EXERCISE REQUIREMENTS
Pull out each line in the listing below that contains the word "white", and copy those lines in their original order.

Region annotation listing

:::

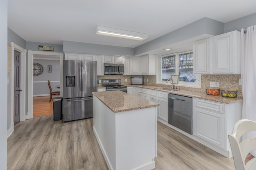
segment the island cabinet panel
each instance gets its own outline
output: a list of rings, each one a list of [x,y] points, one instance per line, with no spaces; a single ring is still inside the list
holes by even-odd
[[[155,168],[156,127],[156,107],[114,113],[94,96],[93,131],[110,170]]]
[[[193,98],[193,135],[197,137],[194,139],[232,157],[228,135],[241,119],[242,102],[223,104]]]

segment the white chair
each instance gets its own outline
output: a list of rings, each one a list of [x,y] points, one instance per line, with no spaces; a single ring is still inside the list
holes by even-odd
[[[243,134],[255,130],[256,122],[242,119],[235,124],[232,134],[228,135],[236,170],[256,170],[256,158],[251,159],[246,164],[244,162],[248,154],[256,149],[256,135],[255,137],[247,138],[240,142]]]

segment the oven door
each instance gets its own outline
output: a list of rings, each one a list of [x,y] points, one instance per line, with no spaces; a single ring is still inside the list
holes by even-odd
[[[113,90],[120,90],[122,92],[125,92],[126,93],[127,92],[127,88],[106,88],[106,91],[113,91]]]

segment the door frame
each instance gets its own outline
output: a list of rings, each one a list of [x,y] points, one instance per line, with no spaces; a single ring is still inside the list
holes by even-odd
[[[28,113],[26,119],[33,118],[33,63],[34,55],[56,55],[60,57],[60,96],[63,96],[63,53],[28,51]]]
[[[12,75],[11,90],[11,129],[8,130],[8,135],[12,134],[14,131],[14,50],[20,53],[20,121],[26,120],[26,69],[27,50],[12,42]]]

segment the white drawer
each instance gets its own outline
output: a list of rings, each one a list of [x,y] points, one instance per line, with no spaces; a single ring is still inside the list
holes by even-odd
[[[139,88],[139,90],[138,91],[139,93],[143,93],[144,94],[148,94],[148,89],[146,89],[145,88]]]
[[[148,95],[150,96],[156,96],[157,94],[157,92],[155,90],[148,90]]]
[[[158,92],[157,93],[157,97],[158,98],[168,99],[168,93],[164,92]]]
[[[198,108],[213,110],[223,113],[224,104],[208,100],[195,99],[195,106]]]

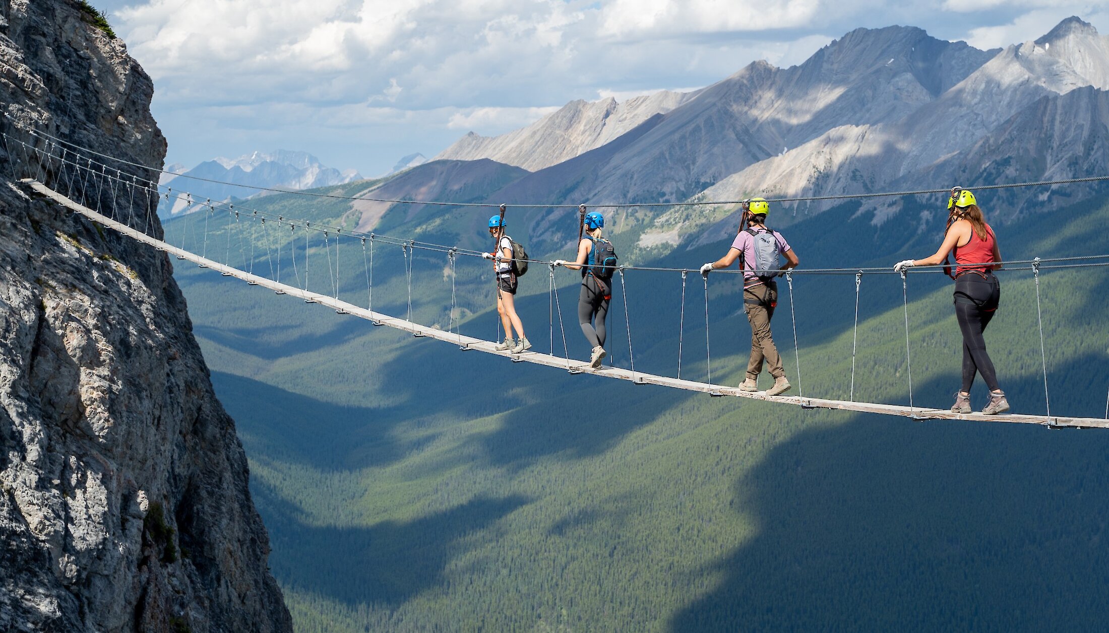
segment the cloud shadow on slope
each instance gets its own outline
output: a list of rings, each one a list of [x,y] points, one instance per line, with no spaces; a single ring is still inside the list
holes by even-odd
[[[1093,630],[1106,617],[1100,429],[859,415],[776,446],[735,497],[759,533],[698,572],[724,580],[672,631]]]
[[[267,484],[254,481],[252,489],[269,528],[274,575],[293,591],[353,608],[396,608],[441,585],[447,566],[476,547],[468,539],[529,502],[520,496],[476,498],[410,521],[322,527],[305,522]]]

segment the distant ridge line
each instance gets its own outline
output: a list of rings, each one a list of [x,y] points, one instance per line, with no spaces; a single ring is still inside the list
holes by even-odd
[[[8,114],[4,114],[8,116]],[[8,116],[11,119],[10,116]],[[17,125],[18,126],[18,125]],[[228,183],[224,181],[217,181],[213,178],[204,178],[201,176],[192,176],[189,174],[180,174],[175,172],[169,172],[160,167],[152,167],[150,165],[143,165],[140,163],[134,163],[124,159],[119,159],[116,156],[111,156],[108,154],[102,154],[100,152],[90,150],[88,147],[82,147],[75,143],[71,143],[63,139],[59,139],[47,132],[41,132],[38,130],[28,130],[28,132],[39,139],[42,139],[48,144],[53,143],[58,145],[67,145],[73,150],[81,152],[88,152],[90,154],[101,156],[111,161],[115,161],[120,164],[130,165],[139,167],[142,170],[149,170],[157,172],[161,174],[169,174],[182,178],[191,178],[195,181],[202,181],[206,183],[215,183],[227,186],[245,187],[254,191],[265,191],[274,193],[286,193],[293,195],[305,195],[311,197],[322,197],[322,198],[333,198],[333,200],[348,200],[348,201],[363,201],[363,202],[384,202],[390,204],[426,204],[430,206],[465,206],[465,207],[479,207],[479,208],[499,208],[501,205],[496,203],[479,203],[479,202],[440,202],[440,201],[418,201],[418,200],[389,200],[389,198],[375,198],[375,197],[357,197],[357,196],[345,196],[335,194],[324,194],[324,193],[313,193],[307,191],[296,191],[287,188],[276,188],[276,187],[263,187],[257,185],[247,185],[240,183]],[[426,163],[425,163],[426,164]],[[1035,182],[1022,182],[1022,183],[1000,183],[1000,184],[986,184],[976,185],[971,188],[975,190],[1003,190],[1003,188],[1016,188],[1016,187],[1034,187],[1034,186],[1055,186],[1055,185],[1069,185],[1069,184],[1081,184],[1081,183],[1092,183],[1109,181],[1109,175],[1100,176],[1087,176],[1080,178],[1061,178],[1055,181],[1035,181]],[[172,188],[172,187],[167,187]],[[898,196],[909,196],[909,195],[930,195],[930,194],[943,194],[948,193],[949,188],[933,188],[933,190],[915,190],[915,191],[896,191],[896,192],[872,192],[872,193],[856,193],[856,194],[836,194],[836,195],[820,195],[820,196],[796,196],[796,197],[772,197],[766,198],[766,202],[818,202],[818,201],[832,201],[832,200],[858,200],[858,198],[872,198],[872,197],[898,197]],[[742,200],[722,200],[722,201],[702,201],[702,202],[645,202],[645,203],[583,203],[592,208],[632,208],[641,206],[720,206],[720,205],[737,205],[742,203]],[[513,208],[578,208],[579,204],[512,204],[509,205]]]
[[[617,367],[602,367],[600,369],[593,369],[592,367],[590,367],[589,363],[569,358],[560,358],[558,356],[552,356],[548,354],[539,354],[531,351],[522,354],[511,354],[508,351],[499,351],[495,349],[496,344],[492,341],[464,336],[461,334],[446,331],[436,327],[420,325],[411,320],[400,319],[381,313],[372,312],[369,309],[356,306],[354,304],[349,304],[347,302],[339,300],[337,298],[327,295],[274,282],[263,276],[254,275],[241,270],[238,268],[234,268],[232,266],[220,264],[218,262],[208,259],[206,257],[196,255],[192,252],[182,248],[177,248],[171,244],[167,244],[166,242],[151,237],[138,229],[126,226],[125,224],[111,219],[100,213],[96,213],[95,211],[92,211],[91,208],[84,205],[78,204],[77,202],[70,200],[67,196],[59,194],[58,192],[51,190],[50,187],[38,182],[34,178],[22,178],[20,182],[26,183],[39,194],[58,202],[62,206],[65,206],[67,208],[70,208],[73,212],[79,213],[82,216],[93,222],[108,226],[109,228],[112,228],[113,231],[116,231],[118,233],[121,233],[138,242],[149,244],[150,246],[153,246],[166,253],[171,253],[177,257],[187,259],[200,266],[216,270],[225,276],[232,276],[237,279],[247,282],[252,285],[263,286],[272,290],[281,290],[286,295],[292,295],[295,297],[299,297],[304,300],[328,306],[342,314],[352,314],[359,318],[364,318],[374,323],[379,323],[380,325],[385,325],[403,331],[408,331],[414,336],[435,338],[446,343],[456,344],[462,349],[475,349],[478,351],[484,351],[486,354],[494,354],[497,356],[508,357],[513,361],[533,363],[537,365],[543,365],[547,367],[563,369],[576,374],[577,372],[593,374],[597,376],[603,376],[608,378],[628,380],[638,385],[660,385],[663,387],[672,387],[675,389],[683,389],[686,391],[698,391],[702,394],[709,394],[711,396],[735,396],[753,400],[765,400],[783,405],[793,405],[805,409],[837,409],[847,411],[871,412],[871,414],[912,418],[915,420],[948,419],[948,420],[1034,423],[1051,428],[1057,428],[1057,427],[1109,428],[1109,419],[1101,419],[1101,418],[1074,418],[1074,417],[1058,417],[1058,416],[1049,417],[1049,416],[1009,415],[1009,414],[1003,414],[998,416],[984,416],[981,414],[956,414],[943,409],[926,409],[919,407],[904,407],[898,405],[884,405],[875,402],[853,402],[845,400],[807,398],[801,396],[766,396],[765,394],[761,392],[740,391],[737,388],[734,387],[723,387],[720,385],[712,385],[709,382],[682,380],[679,378],[657,376],[653,374],[644,374],[642,371],[628,370]]]

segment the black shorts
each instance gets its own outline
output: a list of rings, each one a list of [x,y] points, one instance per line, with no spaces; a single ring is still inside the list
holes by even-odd
[[[993,272],[963,273],[955,279],[955,303],[968,304],[991,313],[1001,303],[1001,283]]]
[[[500,288],[500,292],[502,292],[502,293],[508,293],[510,295],[515,295],[516,294],[516,285],[517,285],[516,284],[516,275],[505,275],[505,276],[498,275],[497,276],[497,287]]]

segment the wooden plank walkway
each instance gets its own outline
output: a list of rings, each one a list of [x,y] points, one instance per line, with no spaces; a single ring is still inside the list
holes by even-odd
[[[513,361],[520,363],[535,363],[537,365],[546,365],[547,367],[553,367],[561,369],[563,371],[570,371],[574,374],[593,374],[597,376],[604,376],[607,378],[618,378],[620,380],[629,380],[639,385],[660,385],[663,387],[672,387],[674,389],[683,389],[686,391],[700,391],[702,394],[709,394],[711,396],[733,396],[739,398],[747,398],[752,400],[766,400],[770,402],[779,402],[782,405],[793,405],[806,409],[840,409],[844,411],[861,411],[867,414],[882,414],[886,416],[902,416],[906,418],[913,418],[915,420],[930,420],[930,419],[947,419],[947,420],[976,420],[976,421],[991,421],[991,422],[1016,422],[1016,423],[1032,423],[1032,425],[1045,425],[1050,427],[1072,427],[1072,428],[1109,428],[1109,419],[1102,418],[1069,418],[1069,417],[1058,417],[1051,416],[1026,416],[1017,414],[1003,414],[1000,416],[983,416],[981,414],[955,414],[946,409],[924,409],[920,407],[904,407],[899,405],[882,405],[875,402],[849,402],[846,400],[827,400],[823,398],[807,398],[800,396],[767,396],[762,391],[749,392],[740,391],[735,387],[724,387],[722,385],[711,385],[708,382],[696,382],[694,380],[680,380],[678,378],[670,378],[668,376],[655,376],[653,374],[643,374],[642,371],[631,371],[629,369],[621,369],[618,367],[602,367],[600,369],[593,369],[589,366],[589,363],[576,359],[567,359],[558,356],[551,356],[549,354],[540,354],[533,351],[525,351],[523,354],[510,354],[508,351],[498,351],[494,349],[496,343],[482,340],[479,338],[474,338],[469,336],[462,336],[460,334],[446,331],[435,327],[429,327],[426,325],[420,325],[406,319],[400,319],[391,317],[389,315],[384,315],[380,313],[370,312],[366,308],[356,306],[354,304],[348,304],[346,302],[336,299],[327,295],[321,295],[319,293],[313,293],[305,290],[303,288],[297,288],[296,286],[289,286],[287,284],[279,284],[266,277],[260,277],[258,275],[252,275],[250,273],[240,270],[238,268],[233,268],[231,266],[225,266],[218,262],[207,259],[191,253],[189,251],[183,251],[171,244],[155,239],[140,231],[131,228],[125,224],[121,224],[111,219],[91,208],[88,208],[81,204],[73,202],[72,200],[59,194],[58,192],[47,187],[42,183],[39,183],[31,178],[26,178],[22,182],[27,183],[35,192],[58,202],[59,204],[88,217],[89,219],[108,226],[119,233],[122,233],[133,239],[149,244],[160,251],[170,253],[179,258],[184,258],[189,262],[193,262],[202,267],[211,268],[217,273],[242,279],[253,285],[262,286],[264,288],[269,288],[275,292],[282,292],[292,297],[298,297],[309,303],[316,303],[322,306],[327,306],[335,309],[340,314],[350,314],[357,317],[370,320],[375,324],[388,326],[399,330],[411,333],[414,336],[421,336],[428,338],[435,338],[437,340],[442,340],[446,343],[454,344],[461,349],[475,349],[478,351],[484,351],[486,354],[495,354],[497,356],[503,356],[510,358]]]

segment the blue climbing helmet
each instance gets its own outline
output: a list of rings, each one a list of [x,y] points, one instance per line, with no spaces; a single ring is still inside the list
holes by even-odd
[[[586,214],[586,228],[592,231],[602,226],[604,226],[603,215],[597,213],[596,211],[590,211]]]

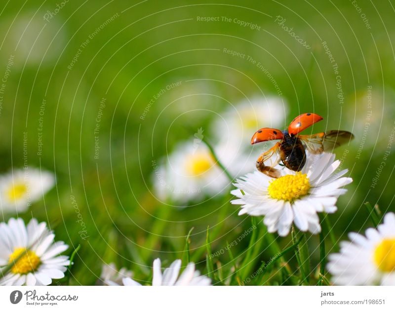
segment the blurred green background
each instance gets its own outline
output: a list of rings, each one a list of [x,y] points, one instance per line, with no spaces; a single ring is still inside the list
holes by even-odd
[[[287,102],[284,127],[299,114],[314,112],[324,118],[315,125],[317,132],[355,134],[350,146],[337,151],[354,180],[339,200],[339,211],[330,216],[338,238],[371,226],[366,201],[383,212],[395,210],[395,145],[387,148],[395,125],[393,1],[5,2],[0,7],[0,74],[9,74],[0,109],[0,169],[23,165],[27,132],[29,165],[53,171],[57,186],[20,216],[47,222],[72,249],[81,245],[71,284],[94,284],[102,264],[112,261],[147,279],[155,258],[167,260],[167,266],[182,257],[192,227],[191,253],[204,271],[207,226],[217,230],[213,252],[250,226],[248,217],[237,216],[237,206],[229,205],[230,195],[164,214],[152,192],[152,161],[190,138],[186,125],[208,128],[228,102],[245,96]],[[260,62],[278,88],[256,64],[224,48]],[[179,81],[140,118],[155,95]],[[86,224],[85,239],[71,195]],[[218,223],[223,214],[226,220]],[[314,250],[317,237],[310,239]],[[289,238],[280,242],[285,246]],[[234,255],[242,258],[247,242],[233,248]],[[265,259],[259,253],[256,261]],[[229,258],[225,254],[217,260],[226,265]]]

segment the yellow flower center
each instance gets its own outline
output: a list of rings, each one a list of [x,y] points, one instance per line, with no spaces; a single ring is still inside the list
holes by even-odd
[[[288,174],[270,182],[268,191],[272,198],[292,201],[307,194],[310,184],[307,174],[297,172]]]
[[[11,200],[18,200],[23,197],[28,191],[28,188],[24,183],[14,184],[7,193]]]
[[[395,238],[385,239],[374,251],[374,262],[381,271],[395,271]]]
[[[34,252],[26,248],[16,248],[8,260],[9,264],[14,264],[11,268],[11,272],[20,274],[26,274],[36,270],[40,263],[40,257]]]
[[[186,161],[186,170],[191,176],[196,177],[209,170],[215,163],[208,154],[193,154]]]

:::

EXERCISE SOLUTION
segment the white chair
segment the white drawer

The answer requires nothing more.